- EXERCISE: Everything from the line containing "Need: the location" through the final line below must be output exactly, both ends included, with nothing else and no pictures.

== AVAILABLE DATA

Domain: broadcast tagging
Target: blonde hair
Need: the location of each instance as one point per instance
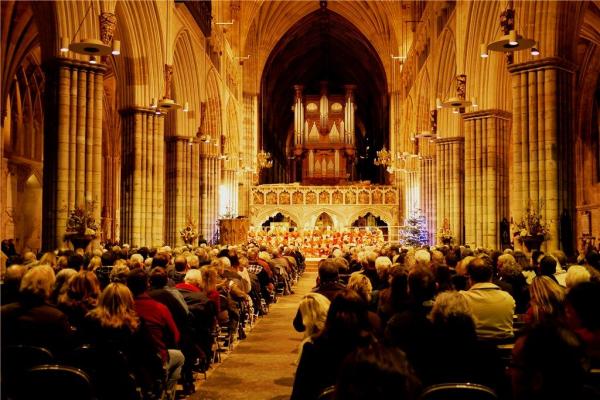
(116, 308)
(209, 278)
(577, 274)
(361, 285)
(449, 304)
(38, 282)
(313, 308)
(193, 277)
(547, 298)
(83, 288)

====

- TASK RESPONSE:
Need: the location of each instance as one point per instance
(116, 308)
(209, 278)
(577, 274)
(361, 285)
(449, 304)
(38, 282)
(313, 308)
(193, 277)
(547, 298)
(83, 288)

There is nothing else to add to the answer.